[Documento fuente]:
#####

Una vez más, Occidente entero, Europa, siguiendo dócil­mente a los Estados Unidos, desafiaba al Tercer Mundo, respaldando la agresión israelí.

Esta solidaridad con el sionismo israelí obedece una razón fundamental. Israel desempeña el papel de mandatario de un colonialismo colectivo en el Oriente Medio. Vigila, por cuenta de los Estados Unidos, las dos llaves que cierran la puerta de las relaciones entre el Este y el Oeste, el Oriente, y el Occidente: el Canal de Suez y los Dardanelos, estando la tercera llave en manos de otra gran potencia de los Estados Unidos, Sudáfrica.

Este bloqueo, rompiendo las relaciones de fecundación recí­proca entre Oriente y Occidente, es todavía más devastador en un plano aún más profundo: en el plano espiritual.

Para todas las espiritualidades del mundo.

El apoyo al nacionalismo sionista ha ocultado, para los judíos mismos, la grandiosa tradición profética. El judaísmo ya no les sirve a los sionistas sino de coartada para su política. Así instrumentalizado, el mensaje judío ya no ejerce su irradiación espiritual, que es un componente irremplazable de la espiritualidad universal. El Estado de Israel se ha convertido en objeto de un culto idólatra, sustituyendo al del Dios de Israel.

Aquellos cristianos que no tienen conciencia de esta sus­titución impía, sacrifican su más alta tradición espiritual, la del cristianismo original, palestino, al constantinismo, que es su negación, dando precedencia a la política del Estado sobre la in­terioridad y la universalidad de la fe.

También el Islam está peligrosamente contaminado por el nuevo enfrentamiento con Occidente. La tensión permanente de las agresiones sionistas refuerza dos corrientes, que son contradictorias al espíritu del Islam.

Ante todo una exacerbación del nacionalismo, sea bajo la forma (típicamente europea) de las peculiaridades nacionales, debido a las intrusiones permanentes de Israel, sea bajo la forma de un nacionalismo árabe de tipo nasseriano o baasista, que exalta el arabismo más que el Islam, y disloca de este modo la «umma» musulmana.

Después, y más profundamente aún, esta agresividad sionista, animada por Occidente entero, acarrea una reacción global de rechazo de todo lo que es occidental, y de repliegue sectario sobre el pasado. El sionismo y la convivencia occidental alimentan así las tendencias más retrógradas.

Los medios de comunicación de Occidente denuncian casi siempre como integristas incluso a los que combaten, a la vez, los retornos al pasado y a los responsables de las desviaciones del mundo del hoy, dominado por los dos grandes de Occiden­te[12].

Porque el Islam, en su inspiración espiritual profunda no es una religión entre las demás.

El profeta Mahoma jamás pretendió fundar una religión nueva: la revelación coránica es esencialmente una exhortación a la religión fundamental, única y primera, que fue la de Adán, el primer hombre y el primer profeta, puesto que el hombre sólo es hombre por el espíritu divino insuflado en él, y que le confiere esta dimensión trascendente y profética.

#####

[Filas guardadas]:

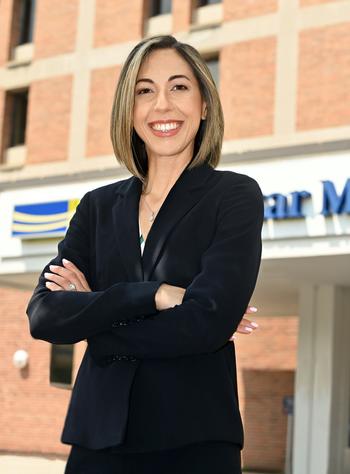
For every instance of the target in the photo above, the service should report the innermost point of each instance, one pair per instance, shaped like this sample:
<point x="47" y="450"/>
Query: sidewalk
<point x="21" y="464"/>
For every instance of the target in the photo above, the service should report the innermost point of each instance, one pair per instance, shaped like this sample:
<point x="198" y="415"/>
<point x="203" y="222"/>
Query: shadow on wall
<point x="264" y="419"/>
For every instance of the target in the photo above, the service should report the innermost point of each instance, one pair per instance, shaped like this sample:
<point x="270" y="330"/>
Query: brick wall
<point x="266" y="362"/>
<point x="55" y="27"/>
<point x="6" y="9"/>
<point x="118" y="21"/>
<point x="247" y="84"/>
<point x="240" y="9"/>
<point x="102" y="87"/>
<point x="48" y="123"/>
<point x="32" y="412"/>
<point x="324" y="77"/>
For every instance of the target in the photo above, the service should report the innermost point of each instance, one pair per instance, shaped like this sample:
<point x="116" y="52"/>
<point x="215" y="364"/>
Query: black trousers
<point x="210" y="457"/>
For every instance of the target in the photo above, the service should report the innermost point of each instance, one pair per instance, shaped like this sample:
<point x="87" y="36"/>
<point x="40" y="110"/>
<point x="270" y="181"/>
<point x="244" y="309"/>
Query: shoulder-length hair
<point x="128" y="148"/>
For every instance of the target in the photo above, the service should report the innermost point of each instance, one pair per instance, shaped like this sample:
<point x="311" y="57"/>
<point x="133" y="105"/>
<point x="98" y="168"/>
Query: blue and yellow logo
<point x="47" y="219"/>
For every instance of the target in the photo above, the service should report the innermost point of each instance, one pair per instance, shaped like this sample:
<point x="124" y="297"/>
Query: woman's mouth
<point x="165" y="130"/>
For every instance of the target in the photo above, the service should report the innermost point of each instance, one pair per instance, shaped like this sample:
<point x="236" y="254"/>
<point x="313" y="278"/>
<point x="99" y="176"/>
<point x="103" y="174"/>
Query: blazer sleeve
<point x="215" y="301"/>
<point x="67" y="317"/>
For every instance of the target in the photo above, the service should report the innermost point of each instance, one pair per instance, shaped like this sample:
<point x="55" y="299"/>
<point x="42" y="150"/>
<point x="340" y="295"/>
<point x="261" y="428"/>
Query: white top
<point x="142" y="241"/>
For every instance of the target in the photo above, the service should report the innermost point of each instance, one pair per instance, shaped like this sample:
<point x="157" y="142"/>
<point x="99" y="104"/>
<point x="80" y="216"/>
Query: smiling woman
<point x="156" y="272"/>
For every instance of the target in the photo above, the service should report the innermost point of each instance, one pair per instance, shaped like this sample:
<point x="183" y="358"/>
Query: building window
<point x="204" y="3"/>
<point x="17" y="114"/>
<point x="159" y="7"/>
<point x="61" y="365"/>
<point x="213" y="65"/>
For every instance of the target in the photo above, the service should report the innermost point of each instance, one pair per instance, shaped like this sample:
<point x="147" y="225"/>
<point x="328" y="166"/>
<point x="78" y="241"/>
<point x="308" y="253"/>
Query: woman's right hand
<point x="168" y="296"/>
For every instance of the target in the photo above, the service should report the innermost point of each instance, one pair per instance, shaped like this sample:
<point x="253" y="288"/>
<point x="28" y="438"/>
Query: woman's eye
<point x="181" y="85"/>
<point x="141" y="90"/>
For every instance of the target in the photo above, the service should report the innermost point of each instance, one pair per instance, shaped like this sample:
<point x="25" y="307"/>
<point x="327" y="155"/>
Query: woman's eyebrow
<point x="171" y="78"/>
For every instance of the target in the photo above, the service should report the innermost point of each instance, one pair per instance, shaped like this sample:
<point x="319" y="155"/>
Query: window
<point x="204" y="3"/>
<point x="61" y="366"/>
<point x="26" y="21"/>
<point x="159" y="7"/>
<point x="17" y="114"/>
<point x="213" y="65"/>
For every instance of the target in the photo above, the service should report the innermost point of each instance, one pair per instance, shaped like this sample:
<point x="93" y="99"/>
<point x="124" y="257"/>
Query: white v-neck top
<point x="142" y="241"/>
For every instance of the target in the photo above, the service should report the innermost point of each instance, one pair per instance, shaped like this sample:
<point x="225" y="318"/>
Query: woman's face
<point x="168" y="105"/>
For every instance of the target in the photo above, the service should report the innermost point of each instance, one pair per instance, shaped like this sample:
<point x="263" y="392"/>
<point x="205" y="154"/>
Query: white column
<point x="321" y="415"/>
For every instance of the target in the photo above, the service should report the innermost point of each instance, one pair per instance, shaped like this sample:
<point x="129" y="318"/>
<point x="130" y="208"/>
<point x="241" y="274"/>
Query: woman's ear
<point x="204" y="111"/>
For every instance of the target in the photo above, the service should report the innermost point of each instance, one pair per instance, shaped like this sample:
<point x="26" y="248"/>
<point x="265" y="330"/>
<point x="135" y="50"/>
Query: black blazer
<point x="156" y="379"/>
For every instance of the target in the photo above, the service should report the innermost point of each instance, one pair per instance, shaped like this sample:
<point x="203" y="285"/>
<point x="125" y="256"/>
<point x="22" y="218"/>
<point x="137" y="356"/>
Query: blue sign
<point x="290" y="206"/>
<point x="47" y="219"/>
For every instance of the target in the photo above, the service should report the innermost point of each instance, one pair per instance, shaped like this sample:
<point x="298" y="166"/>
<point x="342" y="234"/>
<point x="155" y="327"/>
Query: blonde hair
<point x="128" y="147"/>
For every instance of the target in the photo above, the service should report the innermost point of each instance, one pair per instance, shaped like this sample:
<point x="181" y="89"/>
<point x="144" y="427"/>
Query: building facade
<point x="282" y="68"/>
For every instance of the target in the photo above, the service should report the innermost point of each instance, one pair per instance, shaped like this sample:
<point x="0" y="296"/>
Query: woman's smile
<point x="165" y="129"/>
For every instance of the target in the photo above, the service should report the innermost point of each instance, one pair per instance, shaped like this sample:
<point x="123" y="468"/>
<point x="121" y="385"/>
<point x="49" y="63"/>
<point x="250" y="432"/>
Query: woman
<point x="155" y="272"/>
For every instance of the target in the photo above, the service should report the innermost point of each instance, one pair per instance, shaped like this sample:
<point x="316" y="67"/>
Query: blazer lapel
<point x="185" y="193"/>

#####

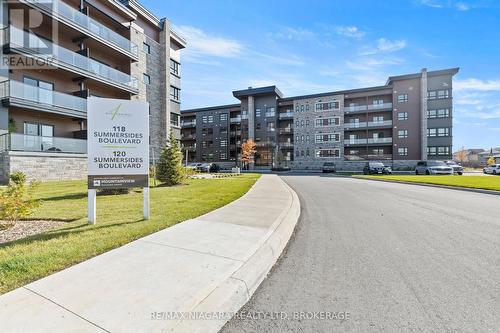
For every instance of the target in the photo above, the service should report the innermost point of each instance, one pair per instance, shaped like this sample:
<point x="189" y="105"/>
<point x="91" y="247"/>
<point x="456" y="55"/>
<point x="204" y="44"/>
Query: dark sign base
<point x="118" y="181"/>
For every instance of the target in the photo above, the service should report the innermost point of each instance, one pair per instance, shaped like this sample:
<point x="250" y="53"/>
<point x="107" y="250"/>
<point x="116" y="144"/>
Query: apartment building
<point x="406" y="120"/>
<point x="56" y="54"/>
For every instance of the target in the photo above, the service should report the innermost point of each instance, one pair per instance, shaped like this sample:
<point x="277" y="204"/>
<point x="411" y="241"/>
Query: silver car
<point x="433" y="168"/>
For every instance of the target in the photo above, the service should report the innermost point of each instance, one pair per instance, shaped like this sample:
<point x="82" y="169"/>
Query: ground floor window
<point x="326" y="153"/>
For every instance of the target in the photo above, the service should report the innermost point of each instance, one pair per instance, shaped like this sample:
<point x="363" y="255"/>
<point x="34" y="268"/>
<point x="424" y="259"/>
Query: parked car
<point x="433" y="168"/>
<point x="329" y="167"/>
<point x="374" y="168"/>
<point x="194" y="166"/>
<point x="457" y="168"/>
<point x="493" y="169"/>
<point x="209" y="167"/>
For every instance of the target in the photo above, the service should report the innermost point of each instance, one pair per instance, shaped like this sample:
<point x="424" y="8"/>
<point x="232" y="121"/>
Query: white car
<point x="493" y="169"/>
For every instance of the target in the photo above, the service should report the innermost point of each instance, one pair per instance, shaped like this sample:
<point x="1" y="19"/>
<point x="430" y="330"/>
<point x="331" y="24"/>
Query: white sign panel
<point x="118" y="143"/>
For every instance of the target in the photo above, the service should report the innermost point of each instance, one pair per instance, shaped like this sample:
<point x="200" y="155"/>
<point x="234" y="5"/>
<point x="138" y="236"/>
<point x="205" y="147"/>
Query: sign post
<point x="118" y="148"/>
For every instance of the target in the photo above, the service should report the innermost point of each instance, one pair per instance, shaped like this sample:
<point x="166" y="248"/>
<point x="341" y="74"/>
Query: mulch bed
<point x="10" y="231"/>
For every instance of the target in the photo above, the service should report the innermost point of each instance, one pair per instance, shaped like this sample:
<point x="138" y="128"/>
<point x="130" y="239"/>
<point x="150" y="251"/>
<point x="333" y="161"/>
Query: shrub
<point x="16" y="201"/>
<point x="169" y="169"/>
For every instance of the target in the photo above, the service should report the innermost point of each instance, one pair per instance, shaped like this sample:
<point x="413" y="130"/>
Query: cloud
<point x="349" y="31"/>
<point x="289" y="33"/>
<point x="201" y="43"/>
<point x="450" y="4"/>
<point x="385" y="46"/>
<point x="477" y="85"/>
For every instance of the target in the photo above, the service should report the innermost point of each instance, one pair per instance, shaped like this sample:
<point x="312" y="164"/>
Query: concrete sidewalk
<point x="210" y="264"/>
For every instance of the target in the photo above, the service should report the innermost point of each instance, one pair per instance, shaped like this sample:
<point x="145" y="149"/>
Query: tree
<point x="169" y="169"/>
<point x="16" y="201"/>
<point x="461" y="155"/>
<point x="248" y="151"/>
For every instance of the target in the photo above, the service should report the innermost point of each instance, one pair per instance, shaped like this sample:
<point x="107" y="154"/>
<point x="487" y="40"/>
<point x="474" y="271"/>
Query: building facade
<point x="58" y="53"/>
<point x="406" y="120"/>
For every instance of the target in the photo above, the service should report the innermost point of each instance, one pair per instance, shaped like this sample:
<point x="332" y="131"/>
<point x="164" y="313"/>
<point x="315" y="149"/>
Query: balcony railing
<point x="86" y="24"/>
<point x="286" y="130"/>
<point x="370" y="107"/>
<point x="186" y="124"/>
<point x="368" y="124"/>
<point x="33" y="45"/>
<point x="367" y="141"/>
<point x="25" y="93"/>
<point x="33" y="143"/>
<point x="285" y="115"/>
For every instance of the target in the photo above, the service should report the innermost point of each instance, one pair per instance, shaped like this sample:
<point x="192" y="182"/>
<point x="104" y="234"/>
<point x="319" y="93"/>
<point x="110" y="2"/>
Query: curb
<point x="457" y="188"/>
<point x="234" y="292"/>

#####

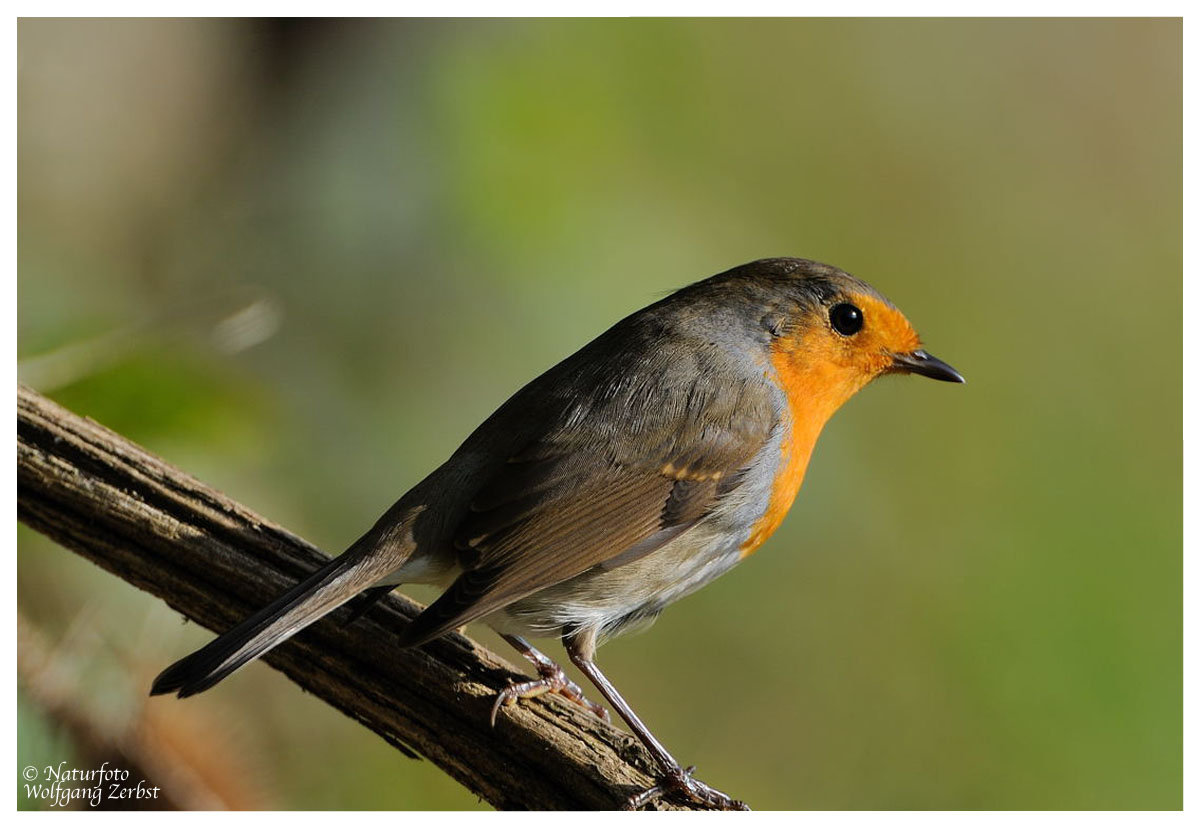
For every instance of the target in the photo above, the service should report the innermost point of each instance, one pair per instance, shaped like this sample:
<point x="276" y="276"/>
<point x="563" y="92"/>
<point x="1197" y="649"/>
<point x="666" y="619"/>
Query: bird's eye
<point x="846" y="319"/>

#####

[Tareas a realizar]:
**A)** Responde estas preguntas sobre el texto sobre el sionismo:
(i) ¿Qué dos llaves vigila Israel por cuenta de los Estados Unidos?
(ii) ¿Qué exalta el nacionalismo árabe de tipo nasseriano o baasista más que el Islam?
(iii) ¿De quién fue la religión fundamental, única y primera a la que exhorta la revelación coránica?
**B)** Escribe lo que sigue al texto sobre el sionismo, a partir de su última oración.
Las filas no guardan ninguna relación con el texto sobre el sionismo.

[Respuestas por tarea]:
**A)**
(i) El Canal de Suez y los Dardanelos.
(ii) El arabismo.
(iii) De Adán, el primer hombre y el primer profeta.

**B)**
Por eso el Corán considera a Abraham, Moisés y Jesús como profetas del Islam: Islam significa «sometimiento a la voluntad de Dios», lo que es el denominador común de toda religión.

Y no solamente de las religiones de la tradición abrahámica: judía, cristiana o musulmana.

Por eso se recuerda también en el Corán que Dios ha enviado mensajeros a todos los pueblos, y que, entre estos profetas, hay algunos de los que se habla en el Corán, y otros de los que no se habla. Los de la India, o de China, o de Europa, o de África, o de América.

Este ecumenismo musulmán, excluyendo radicalmente toda pretensión de «pueblo elegido», este monoteísmo radical, que considera que la humanidad es una porque Dios, su creador, es uno, es escarnecido por el nacionalismo sionista: escarnece al profetismo judío convirtiéndose en instrumento de su política; pervierte un cristianismo palestino al volver al constantinismo, y olvidando que es en Jesucristo, y no en una tierra en particular, en un pueblo determinado, donde se cumple la promesa de un reino que no es de este mundo, sino un reino de Dios; conduce, por reacción, a los países islámicos, a confundir el mensaje universal del Corán con el particularismo de una tradición.

El «shariah», la ley islámica en el sentido más profundo, la ley de la sumisión a Dios, no es cortar las manos (como Oc­cidente corta las cabezas), es la presencia de Dios, del Dios a quien nadie puede engañar, en cada uno de nuestros actos; la conciencia de nuestra responsabilidad de hombres en quienes Dios ha insuflado su espíritu, y de los que ha hecho su  Califa en la tierra, es decir, el administrador responsable de los equilibrios de la naturaleza y de las relaciones entre los hombres. Desde la transparencia y la lealtad de los intercambios que no pueden ser desiguales, hasta el prevalecimiento del interés de toda la humanidad sobre las pretensiones dominadoras de una nación, cualquiera que ésta sea. Todo esto no es posible, o no ser que cada cual, en lo más hondo de su conciencia, se sienta res­ponsable de todos los demás y participe en lo absoluto por respeto a los valores absolutos.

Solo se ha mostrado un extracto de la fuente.